Every entry must be copied word for word.

(Point localization data)
- Opening Delimiter -

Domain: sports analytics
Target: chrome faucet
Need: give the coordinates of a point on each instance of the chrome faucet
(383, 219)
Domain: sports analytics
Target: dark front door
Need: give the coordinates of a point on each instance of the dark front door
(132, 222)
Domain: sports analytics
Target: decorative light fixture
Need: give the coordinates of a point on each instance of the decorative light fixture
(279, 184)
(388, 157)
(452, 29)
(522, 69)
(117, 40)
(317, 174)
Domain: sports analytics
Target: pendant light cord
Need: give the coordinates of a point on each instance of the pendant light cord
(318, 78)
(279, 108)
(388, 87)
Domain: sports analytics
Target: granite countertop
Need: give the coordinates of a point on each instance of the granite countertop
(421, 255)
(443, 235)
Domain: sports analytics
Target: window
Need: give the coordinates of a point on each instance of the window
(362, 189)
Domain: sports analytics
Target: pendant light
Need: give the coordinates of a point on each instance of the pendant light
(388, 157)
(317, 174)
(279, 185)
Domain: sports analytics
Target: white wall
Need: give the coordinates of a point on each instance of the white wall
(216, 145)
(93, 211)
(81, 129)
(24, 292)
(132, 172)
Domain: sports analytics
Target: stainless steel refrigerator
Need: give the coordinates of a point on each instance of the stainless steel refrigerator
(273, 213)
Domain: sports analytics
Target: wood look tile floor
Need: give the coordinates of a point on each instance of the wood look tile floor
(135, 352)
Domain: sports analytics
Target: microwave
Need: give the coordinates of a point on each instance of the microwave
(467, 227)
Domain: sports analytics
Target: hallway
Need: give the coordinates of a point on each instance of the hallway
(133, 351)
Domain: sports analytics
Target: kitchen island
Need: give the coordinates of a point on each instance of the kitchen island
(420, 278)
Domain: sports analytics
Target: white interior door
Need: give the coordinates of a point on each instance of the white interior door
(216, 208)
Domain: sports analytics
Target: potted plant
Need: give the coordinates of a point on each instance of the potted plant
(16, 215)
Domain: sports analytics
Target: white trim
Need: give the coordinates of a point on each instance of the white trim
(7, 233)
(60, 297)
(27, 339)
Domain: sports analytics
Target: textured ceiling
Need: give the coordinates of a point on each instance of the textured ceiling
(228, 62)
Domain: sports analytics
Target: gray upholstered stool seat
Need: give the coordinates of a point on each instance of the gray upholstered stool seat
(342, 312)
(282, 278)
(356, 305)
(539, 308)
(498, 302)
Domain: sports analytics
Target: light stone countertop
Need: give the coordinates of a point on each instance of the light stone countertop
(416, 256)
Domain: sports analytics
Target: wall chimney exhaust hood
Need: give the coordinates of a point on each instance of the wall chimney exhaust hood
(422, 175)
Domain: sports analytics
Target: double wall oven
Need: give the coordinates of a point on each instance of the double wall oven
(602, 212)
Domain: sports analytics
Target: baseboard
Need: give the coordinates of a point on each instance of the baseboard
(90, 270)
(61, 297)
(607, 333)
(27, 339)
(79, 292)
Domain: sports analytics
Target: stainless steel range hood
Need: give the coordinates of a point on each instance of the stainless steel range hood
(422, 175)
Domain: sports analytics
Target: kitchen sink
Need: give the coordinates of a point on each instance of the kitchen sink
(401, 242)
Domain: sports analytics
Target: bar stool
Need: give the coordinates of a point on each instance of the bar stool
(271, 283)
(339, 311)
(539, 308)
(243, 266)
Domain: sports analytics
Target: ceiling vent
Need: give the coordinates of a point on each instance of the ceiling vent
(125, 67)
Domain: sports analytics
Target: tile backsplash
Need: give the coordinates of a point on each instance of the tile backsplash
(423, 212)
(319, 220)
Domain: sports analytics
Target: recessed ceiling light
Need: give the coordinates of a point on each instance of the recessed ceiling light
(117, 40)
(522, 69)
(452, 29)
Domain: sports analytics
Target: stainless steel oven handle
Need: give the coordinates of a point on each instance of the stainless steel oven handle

- Closing Delimiter -

→ Expected answer
Domain: sports analytics
Target: chrome faucet
Need: give the coordinates of a point on each instance of the chrome faucet
(383, 219)
Domain: sports analytics
Target: dark front door
Need: give the coordinates of a point on each instance of the dark front door
(132, 222)
Domain: sports analytics
Target: decorative light fixture
Need: give the coordinates of a point on each instance of the decorative light fixture
(279, 184)
(388, 157)
(452, 29)
(522, 69)
(117, 40)
(317, 174)
Domain: sports analytics
Target: pendant light cord
Need: give the coordinates of a point on each instance of the pendant light cord
(318, 78)
(279, 108)
(388, 87)
Domain: sports analytics
Target: granite countertop
Need: give the coordinates of a point on each instance of the granite countertop
(421, 255)
(443, 235)
Domain: sports analytics
Target: window
Need: give the coordinates of a point on each instance of the window
(362, 189)
Domain: sports analytics
Target: pendant light
Need: give the coordinates of a point on each instance of the pendant light
(388, 157)
(317, 174)
(279, 185)
Domain: sports analytics
Target: white wall
Need: give the coordinates of a point on each instance of the white wall
(216, 145)
(93, 211)
(81, 129)
(24, 292)
(132, 172)
Domain: sports analytics
Target: stainless steel refrigerator
Need: give the coordinates of a point on each instance of the stainless steel refrigerator
(273, 213)
Domain: sports analytics
Target: wood look tile floor
Need: give the coordinates of a point on each instance of the wood look tile floor
(135, 352)
Domain: sports analytics
Target: microwave
Need: give the coordinates of a point on each instance of the microwave
(467, 227)
Domain: sports analytics
Target: hallway
Need: give the coordinates of a point on each instance of the hallway
(133, 351)
Domain: sports analytics
Target: kitchen island
Need: give the coordinates of a point on each instance of the kitchen island
(420, 278)
Domain: sports analytics
Target: white interior door
Need: give the coordinates of a point on each instance of the white interior door
(216, 208)
Domain: sports analytics
Target: potted plant
Need: give the coordinates of a point on each instance of the potted plant
(16, 215)
Domain: sports analytics
Target: white trim
Need: give the coordinates of a point on each instance of the white trim
(7, 233)
(60, 297)
(27, 339)
Domain: sports analytics
Target: textured ceiling
Need: give the coordinates of a point on each instance of the textured ceiling
(228, 62)
Domain: sports analytics
Target: gray upholstered stool seat
Need: give the coordinates of a point on each instance of the gray upholstered stool seat
(342, 312)
(282, 278)
(356, 305)
(539, 308)
(498, 302)
Domain: sports analytics
Target: light stone countertop
Need: give the coordinates of a point on each instance of the light stone countertop
(416, 256)
Domain: sports analytics
Target: wall chimney exhaust hood
Need: give the coordinates of a point on each instance of the wall chimney exhaust hood
(422, 175)
Domain: sports analytics
Target: double wall oven
Need: give the coordinates of a point on each instance of the double wall oven
(602, 212)
Domain: sports analytics
Target: baseboard
Need: give the coordinates of a point on each instance of the baseboard
(90, 270)
(61, 297)
(607, 333)
(27, 339)
(79, 292)
Domain: sports analytics
Target: stainless steel range hood
Need: give the coordinates of a point on each instance of the stainless steel range hood
(422, 175)
Domain: sports analytics
Target: kitchen sink
Need: give the coordinates of a point on each instance of the kitchen sink
(401, 242)
Domain: sports analytics
Target: bar stool
Need: give the coordinates of a point on each instance of the bar stool
(271, 283)
(339, 311)
(539, 308)
(243, 266)
Domain: sports analytics
Target: ceiling vent
Need: give the coordinates of a point on each instance of the ceiling vent
(125, 67)
Domain: sports analytics
Target: tile backsplash
Need: give the coordinates of a point on each instance of the tile backsplash
(423, 212)
(319, 220)
Domain: sports analytics
Target: recessed ceiling light
Need: give the coordinates of a point on each instance of the recessed ceiling light
(117, 40)
(522, 69)
(452, 29)
Domain: sports analytics
Target: stainless steel oven handle
Need: give the coordinates of a point on each instance of the stainless steel oven handle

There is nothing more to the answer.